Поставленная задача a – В какие годы Спевсипп возглавлял Академию, согласно тексту о школе Платона?

Отрывок текста –
- 1341 Просмотр
- Обсудить
Часть Третья
ШКОЛА ПЛАТОНА, ИЛИ ДРЕВНЯЯ АКАДЕМИЯ
§1.Спевсипп
Среди учеников Платона был великий Аристотель. Было и несколько других, имена которых менее знамениты. Их плохо сохранившееся научное наследие оставляет за ними лишь скромное место в истории философии и в истории эстетики.
Энциклопедичность Аристотеля есть не только и не столько следствие его обширного ума и любознательности, сколько своеобразный научный метод. Аристотелевское познание рождается не в результате вторжения отвлеченной логической схемы в пассивный предмет, а в результате наблюдения, сравнения и сопоставления максимально большого числа естественных явлений. Другими словами, в основе аристотелевского метода лежит созерцательное отношение к природе как самостоятельной эйдетической, а следовательно, смысловой ценности. Эта черта, вернее же, основная особенность аристотелевской философии, восходит, несомненно, к Платону с его благоговейным отношением к разумной действительности.
1. Общее философское учение
Другой ученик Платона, Спевсипп, глава Академии с 348/7 по 339/8 год до н.э., тоже стремился к всеобъемлющей полноте знания. Ведь "невозможно знать отличительные признаки конкретных предметов, не зная самих конкретных предметов, но и невозможно знать конкретные предметы, не зная различительных признаков" (Arist. Anal. post. II 13, 97 а 6; Аристотель здесь излагает точку зрения Спевсиппа).
Поэтому невозможно познавать путем вычленения и разделения предмета. Спевсипп искал основание для научного исследования в сравнительном рассмотрении различных областей действительности. Но здесь он был все же несравненно более слабым философом, чем Аристотель. Он, вообще говоря, гораздо более формален и механистичен, чем этот последний.
Платон в соответствии со своим стремлением к единству признает лишь теоретическое познание, лишь видение внутренним зрением и нигде не касается чувственного зрения и чувственного познания или, как поэт, совершенно забывает о них. Есть ли в чувственном разумность или ее в нем нет? Как относится чувственное само по себе к идейности идеального? У Платона мы можем лишь с трудом найти ответ на эти вопросы, потому что Платон едва ли когда-нибудь вообще ставит на одну плоскость и как равноправные области действительности идеальное и чувственное.
Напротив, Спевсипп совершенно отчетливо видит рядом с идеальной еще и особую чувственную область, и она для него представляет равноправное с областью идей поле приложения методов научного исследования в отличие от Платона, для которого чувственная очевидность есть ничто без санкции умопостигаемой истины.
"Спевсипп, – читаем у Секста Эмпирика (фрг. 29 Lang.), – у которого одни из вещей чувственные, а другие – умопостигаемые, сказал, что для умопостигаемых критерием является научный разум (epistëmonicon logon), a для чувственных – научное чувственное восприятие (epistëmonicên aisthësin). Он начал считать, что научное чувственное восприятие причастно умопостигаемой [логической, cata ton logon] истине.

Поставленная задача b – Соберите из листинга все строки, где встречается слово "rice". Регистр букв учитывается.

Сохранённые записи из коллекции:

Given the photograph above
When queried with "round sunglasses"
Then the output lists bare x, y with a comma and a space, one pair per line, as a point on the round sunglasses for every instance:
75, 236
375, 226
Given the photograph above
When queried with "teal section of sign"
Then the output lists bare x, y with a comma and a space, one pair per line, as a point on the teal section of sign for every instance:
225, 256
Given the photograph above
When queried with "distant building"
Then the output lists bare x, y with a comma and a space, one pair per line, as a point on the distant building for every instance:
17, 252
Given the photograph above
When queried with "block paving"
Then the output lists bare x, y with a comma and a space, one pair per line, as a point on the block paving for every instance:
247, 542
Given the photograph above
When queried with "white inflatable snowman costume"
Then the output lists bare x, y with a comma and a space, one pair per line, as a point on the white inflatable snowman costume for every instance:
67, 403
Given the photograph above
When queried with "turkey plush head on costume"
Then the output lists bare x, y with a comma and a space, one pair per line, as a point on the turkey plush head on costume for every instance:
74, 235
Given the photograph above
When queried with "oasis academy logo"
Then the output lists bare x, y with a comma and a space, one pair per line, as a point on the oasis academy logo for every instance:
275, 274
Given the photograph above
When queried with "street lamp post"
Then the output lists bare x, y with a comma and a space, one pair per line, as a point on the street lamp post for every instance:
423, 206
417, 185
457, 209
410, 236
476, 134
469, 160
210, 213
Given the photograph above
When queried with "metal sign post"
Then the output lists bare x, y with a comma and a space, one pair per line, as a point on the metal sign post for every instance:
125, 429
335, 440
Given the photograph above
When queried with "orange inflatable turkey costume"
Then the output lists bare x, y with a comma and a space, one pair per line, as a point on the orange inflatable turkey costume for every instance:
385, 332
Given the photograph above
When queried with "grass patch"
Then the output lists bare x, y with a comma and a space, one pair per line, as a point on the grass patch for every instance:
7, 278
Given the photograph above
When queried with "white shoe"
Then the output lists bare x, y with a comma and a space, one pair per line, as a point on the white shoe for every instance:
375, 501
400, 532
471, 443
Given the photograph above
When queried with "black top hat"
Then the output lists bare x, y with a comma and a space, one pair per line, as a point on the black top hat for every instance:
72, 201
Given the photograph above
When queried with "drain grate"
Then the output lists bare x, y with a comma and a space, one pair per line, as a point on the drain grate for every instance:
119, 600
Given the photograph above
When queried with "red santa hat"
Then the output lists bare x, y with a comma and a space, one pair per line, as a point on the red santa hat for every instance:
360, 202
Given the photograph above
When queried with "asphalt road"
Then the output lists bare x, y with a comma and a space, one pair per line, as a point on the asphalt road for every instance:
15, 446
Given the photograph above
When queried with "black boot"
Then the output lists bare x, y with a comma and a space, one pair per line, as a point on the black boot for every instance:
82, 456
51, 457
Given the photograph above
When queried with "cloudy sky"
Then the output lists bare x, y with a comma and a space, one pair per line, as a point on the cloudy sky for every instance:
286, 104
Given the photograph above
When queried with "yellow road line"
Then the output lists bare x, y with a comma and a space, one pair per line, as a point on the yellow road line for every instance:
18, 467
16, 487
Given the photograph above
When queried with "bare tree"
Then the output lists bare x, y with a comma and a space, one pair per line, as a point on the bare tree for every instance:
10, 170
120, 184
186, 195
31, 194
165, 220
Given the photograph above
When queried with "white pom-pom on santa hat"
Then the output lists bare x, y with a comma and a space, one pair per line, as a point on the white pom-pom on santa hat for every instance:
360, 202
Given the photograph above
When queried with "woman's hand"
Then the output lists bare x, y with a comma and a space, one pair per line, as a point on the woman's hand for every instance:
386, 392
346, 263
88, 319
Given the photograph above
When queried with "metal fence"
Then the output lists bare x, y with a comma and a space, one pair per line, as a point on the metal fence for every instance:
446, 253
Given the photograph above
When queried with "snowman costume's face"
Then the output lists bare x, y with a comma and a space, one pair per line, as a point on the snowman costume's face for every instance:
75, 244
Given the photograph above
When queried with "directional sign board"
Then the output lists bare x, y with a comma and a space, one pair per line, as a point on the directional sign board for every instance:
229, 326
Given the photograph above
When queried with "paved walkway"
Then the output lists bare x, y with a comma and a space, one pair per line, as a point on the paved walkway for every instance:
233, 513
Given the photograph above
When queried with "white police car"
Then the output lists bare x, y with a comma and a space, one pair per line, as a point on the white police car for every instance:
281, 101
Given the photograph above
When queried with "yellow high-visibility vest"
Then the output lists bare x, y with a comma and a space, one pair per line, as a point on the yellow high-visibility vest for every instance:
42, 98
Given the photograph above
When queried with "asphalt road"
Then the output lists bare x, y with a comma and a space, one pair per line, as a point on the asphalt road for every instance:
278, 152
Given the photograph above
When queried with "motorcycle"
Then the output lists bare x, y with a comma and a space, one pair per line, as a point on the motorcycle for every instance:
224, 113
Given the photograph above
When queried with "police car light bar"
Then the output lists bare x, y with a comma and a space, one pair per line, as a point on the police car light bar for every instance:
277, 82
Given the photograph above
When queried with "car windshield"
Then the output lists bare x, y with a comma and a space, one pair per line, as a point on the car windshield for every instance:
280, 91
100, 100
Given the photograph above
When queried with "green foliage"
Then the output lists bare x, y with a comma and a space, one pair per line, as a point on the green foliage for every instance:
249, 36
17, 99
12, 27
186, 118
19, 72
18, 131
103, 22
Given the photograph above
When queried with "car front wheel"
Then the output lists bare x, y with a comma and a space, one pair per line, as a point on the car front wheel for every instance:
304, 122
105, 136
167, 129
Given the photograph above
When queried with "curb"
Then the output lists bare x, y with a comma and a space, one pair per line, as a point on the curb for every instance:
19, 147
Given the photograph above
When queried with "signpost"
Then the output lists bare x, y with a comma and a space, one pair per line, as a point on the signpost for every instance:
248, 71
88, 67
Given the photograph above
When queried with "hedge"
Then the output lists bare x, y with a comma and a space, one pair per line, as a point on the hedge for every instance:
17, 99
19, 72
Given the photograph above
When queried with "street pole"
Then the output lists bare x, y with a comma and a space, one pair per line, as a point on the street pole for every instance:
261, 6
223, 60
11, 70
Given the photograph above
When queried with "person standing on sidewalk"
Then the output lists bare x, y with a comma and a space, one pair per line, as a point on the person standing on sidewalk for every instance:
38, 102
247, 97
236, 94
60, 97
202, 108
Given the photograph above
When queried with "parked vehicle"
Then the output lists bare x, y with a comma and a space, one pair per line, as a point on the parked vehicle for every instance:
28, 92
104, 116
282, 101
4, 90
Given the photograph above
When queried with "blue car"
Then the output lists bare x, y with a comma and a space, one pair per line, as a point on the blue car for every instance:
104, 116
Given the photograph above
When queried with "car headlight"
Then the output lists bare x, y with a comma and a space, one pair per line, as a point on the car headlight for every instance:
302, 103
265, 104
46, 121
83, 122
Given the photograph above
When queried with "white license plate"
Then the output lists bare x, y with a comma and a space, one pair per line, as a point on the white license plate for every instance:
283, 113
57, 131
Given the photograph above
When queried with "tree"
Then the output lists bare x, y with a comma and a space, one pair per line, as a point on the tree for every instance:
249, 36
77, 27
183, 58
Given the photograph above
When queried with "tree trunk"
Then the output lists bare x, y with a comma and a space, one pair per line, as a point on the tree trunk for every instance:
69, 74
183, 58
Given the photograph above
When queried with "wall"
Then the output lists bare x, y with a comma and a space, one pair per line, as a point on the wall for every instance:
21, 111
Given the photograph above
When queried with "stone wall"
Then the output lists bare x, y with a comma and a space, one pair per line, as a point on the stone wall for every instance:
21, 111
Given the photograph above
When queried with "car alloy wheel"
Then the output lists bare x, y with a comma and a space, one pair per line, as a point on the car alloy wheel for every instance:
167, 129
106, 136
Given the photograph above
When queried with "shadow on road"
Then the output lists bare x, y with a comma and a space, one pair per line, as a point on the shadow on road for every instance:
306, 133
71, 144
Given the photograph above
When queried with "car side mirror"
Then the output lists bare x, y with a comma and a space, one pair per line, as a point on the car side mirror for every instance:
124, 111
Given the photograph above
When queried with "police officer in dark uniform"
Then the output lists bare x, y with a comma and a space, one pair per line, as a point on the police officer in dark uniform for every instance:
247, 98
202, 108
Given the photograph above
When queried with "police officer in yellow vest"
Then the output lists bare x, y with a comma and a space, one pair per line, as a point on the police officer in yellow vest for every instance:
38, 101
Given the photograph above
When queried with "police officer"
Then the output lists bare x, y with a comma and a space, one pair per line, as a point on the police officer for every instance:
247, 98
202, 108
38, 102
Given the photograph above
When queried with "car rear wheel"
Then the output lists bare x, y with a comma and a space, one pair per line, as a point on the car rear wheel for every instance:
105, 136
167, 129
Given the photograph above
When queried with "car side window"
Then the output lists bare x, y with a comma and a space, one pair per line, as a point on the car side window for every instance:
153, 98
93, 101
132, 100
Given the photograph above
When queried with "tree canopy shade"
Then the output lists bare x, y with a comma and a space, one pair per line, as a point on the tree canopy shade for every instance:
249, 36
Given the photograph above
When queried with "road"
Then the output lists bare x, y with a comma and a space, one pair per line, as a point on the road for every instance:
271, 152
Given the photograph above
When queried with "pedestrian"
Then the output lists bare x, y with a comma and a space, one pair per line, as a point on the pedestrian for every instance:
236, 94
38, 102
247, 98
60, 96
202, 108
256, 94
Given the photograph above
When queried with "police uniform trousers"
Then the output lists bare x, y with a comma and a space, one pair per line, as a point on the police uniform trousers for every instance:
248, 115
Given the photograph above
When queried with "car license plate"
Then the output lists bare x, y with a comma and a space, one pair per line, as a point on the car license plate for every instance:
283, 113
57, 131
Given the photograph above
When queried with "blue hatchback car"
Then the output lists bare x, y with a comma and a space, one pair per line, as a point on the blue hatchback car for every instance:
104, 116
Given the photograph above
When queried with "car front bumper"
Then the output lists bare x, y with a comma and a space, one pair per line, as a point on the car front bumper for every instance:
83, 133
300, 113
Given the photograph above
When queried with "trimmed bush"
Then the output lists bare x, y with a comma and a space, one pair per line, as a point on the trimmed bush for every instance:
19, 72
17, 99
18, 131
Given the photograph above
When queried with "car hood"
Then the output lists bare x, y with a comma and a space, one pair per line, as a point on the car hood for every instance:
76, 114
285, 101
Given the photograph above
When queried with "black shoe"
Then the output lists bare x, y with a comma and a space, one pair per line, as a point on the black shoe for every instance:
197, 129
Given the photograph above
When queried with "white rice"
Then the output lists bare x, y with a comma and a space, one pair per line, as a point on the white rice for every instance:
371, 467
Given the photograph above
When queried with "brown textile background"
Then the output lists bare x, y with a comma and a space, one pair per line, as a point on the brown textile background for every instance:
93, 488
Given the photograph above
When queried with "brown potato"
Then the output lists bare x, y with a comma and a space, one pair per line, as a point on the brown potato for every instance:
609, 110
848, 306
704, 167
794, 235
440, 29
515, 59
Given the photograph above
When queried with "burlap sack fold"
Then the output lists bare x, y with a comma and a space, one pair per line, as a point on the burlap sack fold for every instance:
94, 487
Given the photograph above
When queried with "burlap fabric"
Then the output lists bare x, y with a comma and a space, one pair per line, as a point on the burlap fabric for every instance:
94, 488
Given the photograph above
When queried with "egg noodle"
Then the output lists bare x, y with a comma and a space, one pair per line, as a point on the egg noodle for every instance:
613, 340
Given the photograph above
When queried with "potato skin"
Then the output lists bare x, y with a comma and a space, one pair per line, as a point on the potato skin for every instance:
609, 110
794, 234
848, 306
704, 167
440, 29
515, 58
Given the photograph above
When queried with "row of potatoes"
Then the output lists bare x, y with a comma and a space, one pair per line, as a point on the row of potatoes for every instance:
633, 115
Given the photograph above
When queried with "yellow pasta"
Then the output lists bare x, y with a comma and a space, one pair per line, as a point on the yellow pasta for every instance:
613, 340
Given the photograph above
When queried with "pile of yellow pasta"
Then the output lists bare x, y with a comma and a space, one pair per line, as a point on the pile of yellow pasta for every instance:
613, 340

Готовое решение a – С 348/7 по 339/8 год до н.э.

Готовое решение b –
When queried with "white rice"
Then the output lists bare x, y with a comma and a space, one pair per line, as a point on the white rice for every instance:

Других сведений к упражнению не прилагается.